### [Set task]
List each line in the data below that contains the word "water", treating uppercase and lowercase letters as different.
··· Exercise material ···
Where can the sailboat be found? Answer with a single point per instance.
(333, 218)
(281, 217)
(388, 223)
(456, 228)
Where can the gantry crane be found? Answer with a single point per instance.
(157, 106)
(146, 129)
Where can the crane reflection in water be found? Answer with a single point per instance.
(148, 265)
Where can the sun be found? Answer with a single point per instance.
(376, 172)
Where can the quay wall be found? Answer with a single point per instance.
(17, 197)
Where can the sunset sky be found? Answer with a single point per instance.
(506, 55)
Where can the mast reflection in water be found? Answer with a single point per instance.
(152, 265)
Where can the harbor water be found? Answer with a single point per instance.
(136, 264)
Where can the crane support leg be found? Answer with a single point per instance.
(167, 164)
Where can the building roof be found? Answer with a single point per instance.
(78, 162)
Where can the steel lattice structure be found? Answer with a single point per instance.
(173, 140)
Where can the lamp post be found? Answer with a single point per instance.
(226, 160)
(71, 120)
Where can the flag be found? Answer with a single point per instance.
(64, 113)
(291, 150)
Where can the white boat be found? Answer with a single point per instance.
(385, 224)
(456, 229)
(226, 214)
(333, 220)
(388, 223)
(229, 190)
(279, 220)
···
··· Exercise material ···
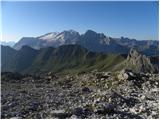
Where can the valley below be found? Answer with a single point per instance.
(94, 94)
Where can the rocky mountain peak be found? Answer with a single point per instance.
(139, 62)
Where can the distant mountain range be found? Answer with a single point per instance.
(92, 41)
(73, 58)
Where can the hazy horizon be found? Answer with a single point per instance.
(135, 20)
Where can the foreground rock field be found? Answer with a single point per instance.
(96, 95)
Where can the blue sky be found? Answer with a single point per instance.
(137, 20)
···
··· Exercise material ···
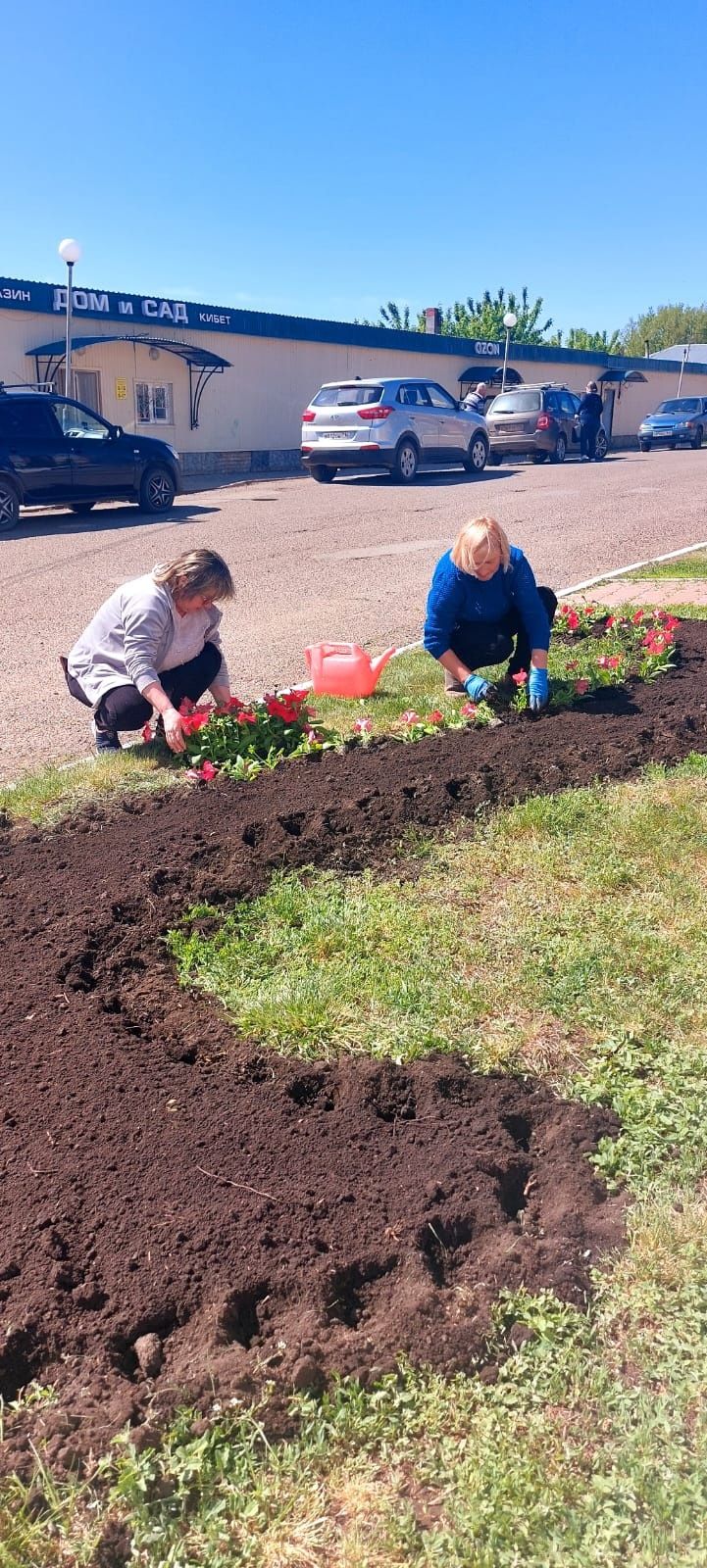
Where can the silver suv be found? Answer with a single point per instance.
···
### [Answer to this exercise]
Where can the crane reflection in water be found? Answer with a single point per instance.
Where can the mast reflection in water be found? Answer with a single point per instance.
Where can the harbor water be found? Answer with a single point per instance.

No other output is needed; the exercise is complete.